[Point-based annotation data]

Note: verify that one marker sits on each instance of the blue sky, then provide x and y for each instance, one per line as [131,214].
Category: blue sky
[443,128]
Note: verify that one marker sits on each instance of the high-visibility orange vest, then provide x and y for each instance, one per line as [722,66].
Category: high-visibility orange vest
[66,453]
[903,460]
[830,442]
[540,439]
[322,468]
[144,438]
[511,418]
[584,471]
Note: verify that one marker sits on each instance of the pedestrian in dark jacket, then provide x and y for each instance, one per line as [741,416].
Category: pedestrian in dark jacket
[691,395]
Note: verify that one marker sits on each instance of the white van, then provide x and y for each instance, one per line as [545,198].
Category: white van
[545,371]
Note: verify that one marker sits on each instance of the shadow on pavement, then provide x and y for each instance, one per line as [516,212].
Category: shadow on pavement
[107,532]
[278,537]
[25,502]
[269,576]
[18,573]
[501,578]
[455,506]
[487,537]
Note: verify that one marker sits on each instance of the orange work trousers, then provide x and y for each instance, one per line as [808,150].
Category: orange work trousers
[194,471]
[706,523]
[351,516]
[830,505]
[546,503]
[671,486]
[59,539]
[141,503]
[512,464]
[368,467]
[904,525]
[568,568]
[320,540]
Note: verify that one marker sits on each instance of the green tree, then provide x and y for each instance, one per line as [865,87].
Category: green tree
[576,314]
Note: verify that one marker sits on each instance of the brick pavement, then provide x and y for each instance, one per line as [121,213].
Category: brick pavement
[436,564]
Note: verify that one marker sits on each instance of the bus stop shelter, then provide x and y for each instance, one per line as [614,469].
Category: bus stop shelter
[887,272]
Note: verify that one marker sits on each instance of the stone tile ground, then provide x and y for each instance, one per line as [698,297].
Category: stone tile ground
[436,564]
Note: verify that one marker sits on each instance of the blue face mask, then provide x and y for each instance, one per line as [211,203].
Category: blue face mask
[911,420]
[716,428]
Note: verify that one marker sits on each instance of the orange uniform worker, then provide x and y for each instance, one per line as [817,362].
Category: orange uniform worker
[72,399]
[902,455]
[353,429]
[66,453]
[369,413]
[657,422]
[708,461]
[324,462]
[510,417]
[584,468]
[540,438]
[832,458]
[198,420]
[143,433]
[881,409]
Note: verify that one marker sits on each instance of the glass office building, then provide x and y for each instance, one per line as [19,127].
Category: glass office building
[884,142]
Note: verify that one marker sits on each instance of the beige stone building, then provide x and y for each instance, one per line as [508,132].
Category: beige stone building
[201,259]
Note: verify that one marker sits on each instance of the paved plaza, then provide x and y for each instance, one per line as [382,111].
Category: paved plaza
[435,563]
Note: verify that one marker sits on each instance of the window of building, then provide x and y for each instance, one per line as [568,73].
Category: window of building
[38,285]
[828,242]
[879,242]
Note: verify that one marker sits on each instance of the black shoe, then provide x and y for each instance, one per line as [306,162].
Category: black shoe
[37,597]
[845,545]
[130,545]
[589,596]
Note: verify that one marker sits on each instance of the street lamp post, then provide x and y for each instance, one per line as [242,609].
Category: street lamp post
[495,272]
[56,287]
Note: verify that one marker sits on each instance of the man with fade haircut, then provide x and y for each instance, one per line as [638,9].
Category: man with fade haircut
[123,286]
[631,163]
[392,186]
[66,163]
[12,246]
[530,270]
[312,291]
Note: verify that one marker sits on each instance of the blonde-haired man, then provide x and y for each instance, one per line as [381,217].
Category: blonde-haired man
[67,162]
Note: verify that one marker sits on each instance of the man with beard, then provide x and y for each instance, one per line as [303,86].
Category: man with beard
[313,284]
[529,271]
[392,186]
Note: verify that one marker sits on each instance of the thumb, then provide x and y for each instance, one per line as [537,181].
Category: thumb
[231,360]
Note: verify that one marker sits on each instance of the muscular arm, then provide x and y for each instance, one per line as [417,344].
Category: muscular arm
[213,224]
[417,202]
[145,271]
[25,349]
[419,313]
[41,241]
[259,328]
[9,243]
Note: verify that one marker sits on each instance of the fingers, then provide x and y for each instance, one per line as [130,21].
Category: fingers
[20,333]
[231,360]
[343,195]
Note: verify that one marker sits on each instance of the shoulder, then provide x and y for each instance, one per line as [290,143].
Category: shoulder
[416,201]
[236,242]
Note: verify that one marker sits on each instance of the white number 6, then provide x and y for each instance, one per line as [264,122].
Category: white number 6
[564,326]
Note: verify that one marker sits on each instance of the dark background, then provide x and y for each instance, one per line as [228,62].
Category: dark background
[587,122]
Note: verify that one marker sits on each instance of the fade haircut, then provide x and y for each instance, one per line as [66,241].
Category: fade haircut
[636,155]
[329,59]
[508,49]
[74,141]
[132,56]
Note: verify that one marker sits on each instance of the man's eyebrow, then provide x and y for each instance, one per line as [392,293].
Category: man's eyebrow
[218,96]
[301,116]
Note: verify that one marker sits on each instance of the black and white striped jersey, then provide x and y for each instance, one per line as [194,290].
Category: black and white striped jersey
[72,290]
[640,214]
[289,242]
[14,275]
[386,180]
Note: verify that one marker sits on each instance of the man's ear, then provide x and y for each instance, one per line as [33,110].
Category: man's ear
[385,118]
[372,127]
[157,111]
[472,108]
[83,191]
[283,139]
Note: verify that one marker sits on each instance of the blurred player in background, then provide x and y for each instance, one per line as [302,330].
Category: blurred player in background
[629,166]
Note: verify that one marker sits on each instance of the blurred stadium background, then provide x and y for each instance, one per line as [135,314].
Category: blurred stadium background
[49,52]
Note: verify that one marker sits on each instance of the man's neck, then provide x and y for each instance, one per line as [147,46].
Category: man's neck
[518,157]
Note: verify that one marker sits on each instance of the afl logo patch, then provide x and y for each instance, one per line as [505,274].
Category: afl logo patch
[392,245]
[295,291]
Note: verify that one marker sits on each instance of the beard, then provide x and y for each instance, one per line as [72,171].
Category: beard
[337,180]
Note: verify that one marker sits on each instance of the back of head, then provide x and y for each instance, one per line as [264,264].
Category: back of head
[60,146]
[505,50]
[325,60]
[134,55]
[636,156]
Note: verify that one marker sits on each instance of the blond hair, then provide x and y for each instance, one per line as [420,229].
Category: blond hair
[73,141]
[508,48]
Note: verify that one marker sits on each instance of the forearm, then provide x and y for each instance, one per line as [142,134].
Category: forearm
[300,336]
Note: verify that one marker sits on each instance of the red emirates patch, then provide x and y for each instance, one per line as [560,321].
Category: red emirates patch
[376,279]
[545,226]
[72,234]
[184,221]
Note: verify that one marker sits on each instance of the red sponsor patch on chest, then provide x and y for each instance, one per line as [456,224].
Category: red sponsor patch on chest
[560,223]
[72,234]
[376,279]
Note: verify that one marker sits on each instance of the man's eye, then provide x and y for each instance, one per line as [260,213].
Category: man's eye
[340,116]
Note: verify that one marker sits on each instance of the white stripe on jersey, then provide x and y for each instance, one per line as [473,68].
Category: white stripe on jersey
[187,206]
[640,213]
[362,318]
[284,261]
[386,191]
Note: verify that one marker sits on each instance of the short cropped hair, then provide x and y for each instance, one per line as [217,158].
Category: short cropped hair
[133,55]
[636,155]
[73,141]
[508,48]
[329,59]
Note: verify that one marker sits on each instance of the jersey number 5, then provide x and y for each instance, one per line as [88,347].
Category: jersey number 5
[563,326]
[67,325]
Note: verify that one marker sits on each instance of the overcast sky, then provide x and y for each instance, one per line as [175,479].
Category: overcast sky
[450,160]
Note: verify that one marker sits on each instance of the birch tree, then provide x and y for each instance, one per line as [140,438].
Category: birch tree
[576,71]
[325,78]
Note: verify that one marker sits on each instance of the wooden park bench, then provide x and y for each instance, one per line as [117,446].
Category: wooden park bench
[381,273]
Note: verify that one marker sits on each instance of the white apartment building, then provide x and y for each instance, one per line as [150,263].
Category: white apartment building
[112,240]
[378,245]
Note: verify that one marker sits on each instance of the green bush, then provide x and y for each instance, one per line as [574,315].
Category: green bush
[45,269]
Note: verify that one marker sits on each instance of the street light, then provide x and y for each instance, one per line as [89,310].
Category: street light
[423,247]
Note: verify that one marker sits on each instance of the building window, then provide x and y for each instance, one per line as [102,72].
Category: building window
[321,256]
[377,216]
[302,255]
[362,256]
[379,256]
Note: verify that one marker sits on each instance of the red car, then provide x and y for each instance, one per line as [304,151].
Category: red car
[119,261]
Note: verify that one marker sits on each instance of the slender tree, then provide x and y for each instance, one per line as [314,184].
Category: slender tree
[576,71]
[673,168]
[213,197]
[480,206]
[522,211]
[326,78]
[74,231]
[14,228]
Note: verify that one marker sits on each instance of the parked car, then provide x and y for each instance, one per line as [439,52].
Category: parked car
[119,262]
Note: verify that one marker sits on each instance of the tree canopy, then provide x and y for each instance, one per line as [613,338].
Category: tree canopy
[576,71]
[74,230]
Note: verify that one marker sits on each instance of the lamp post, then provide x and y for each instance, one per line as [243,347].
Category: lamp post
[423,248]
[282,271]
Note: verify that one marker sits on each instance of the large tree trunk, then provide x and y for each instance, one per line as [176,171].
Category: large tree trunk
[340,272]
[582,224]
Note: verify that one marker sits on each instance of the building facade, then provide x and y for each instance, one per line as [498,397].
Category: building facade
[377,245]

* DIRECTIVE *
Return exactly the lines from the line bearing "line as [439,52]." to the end of the records, inclusive of both; include no other lines.

* REPLY *
Note: verify that one marker sits on each instance of the parked car, then provide x and y for each instance, one per line as [439,52].
Category: parked car
[119,262]
Note: verify that one marker sits on each instance of the tree canopy, then provide x and y for each instance, one per line as [613,338].
Category: tree canopy
[576,71]
[74,230]
Note: verify that one marker sits on each instance of the lamp post, then provide x and y for each instance, one per line as [243,347].
Category: lamp post
[423,248]
[282,271]
Note: verify that one marker sits on each instance of the large tree trunk, then provide x and y for each instance, one per line as [176,171].
Category: large tree trunk
[340,272]
[582,224]
Note: verify that one marker sits on each instance of the building facade, then provide x and y for each instance, one per line as [498,397].
Category: building facade
[377,245]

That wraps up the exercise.